→ **Objective**
Find every line in the records below that contains the word "adult", and copy each of those lines out.

→ **The input**
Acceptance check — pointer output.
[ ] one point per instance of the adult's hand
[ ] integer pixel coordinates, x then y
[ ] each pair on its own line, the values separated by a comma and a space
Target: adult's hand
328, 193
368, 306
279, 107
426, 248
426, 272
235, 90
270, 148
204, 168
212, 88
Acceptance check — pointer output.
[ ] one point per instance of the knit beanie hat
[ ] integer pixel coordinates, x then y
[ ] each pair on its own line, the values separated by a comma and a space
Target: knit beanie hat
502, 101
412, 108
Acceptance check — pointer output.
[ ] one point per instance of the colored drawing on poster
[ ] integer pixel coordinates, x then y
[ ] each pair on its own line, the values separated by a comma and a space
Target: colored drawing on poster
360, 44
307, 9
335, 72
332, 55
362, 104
* * *
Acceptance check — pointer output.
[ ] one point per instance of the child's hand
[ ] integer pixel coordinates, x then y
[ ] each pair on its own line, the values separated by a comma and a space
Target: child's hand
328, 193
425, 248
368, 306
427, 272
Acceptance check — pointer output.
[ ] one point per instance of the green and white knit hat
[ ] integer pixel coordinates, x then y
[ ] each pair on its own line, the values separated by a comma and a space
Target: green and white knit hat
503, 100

→ **Completed exercise**
[ ] one point per instance of the adult's hand
Target: adult's hand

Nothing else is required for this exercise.